What is expected: Put every line of the data below into a numbered list, leaving out blank lines and the pictures.

[Records from a data collection]
○ ○ ○ ○ ○
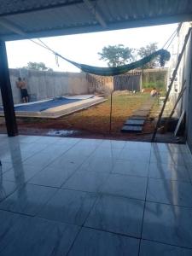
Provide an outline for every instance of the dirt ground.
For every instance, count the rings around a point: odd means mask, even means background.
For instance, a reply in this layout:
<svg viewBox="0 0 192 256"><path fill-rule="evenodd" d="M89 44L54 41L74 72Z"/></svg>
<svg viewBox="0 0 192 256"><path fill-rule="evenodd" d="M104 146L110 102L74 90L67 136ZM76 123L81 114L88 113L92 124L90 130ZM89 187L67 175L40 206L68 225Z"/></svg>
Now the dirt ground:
○ ○ ○ ○ ○
Solved exercise:
1. Provide an outline for every instance of the dirt ground.
2. For every instance, count the rings around a point: odd means mask, even means background.
3. For instance, a reply in this layout:
4. <svg viewBox="0 0 192 256"><path fill-rule="evenodd" d="M89 44L54 41L74 72Z"/></svg>
5. <svg viewBox="0 0 192 256"><path fill-rule="evenodd" d="M104 146L110 102L74 90L67 136ZM76 123L81 114L88 113L92 124L90 130ZM89 187L67 175L40 206L68 225Z"/></svg>
6. Now the dirt ground:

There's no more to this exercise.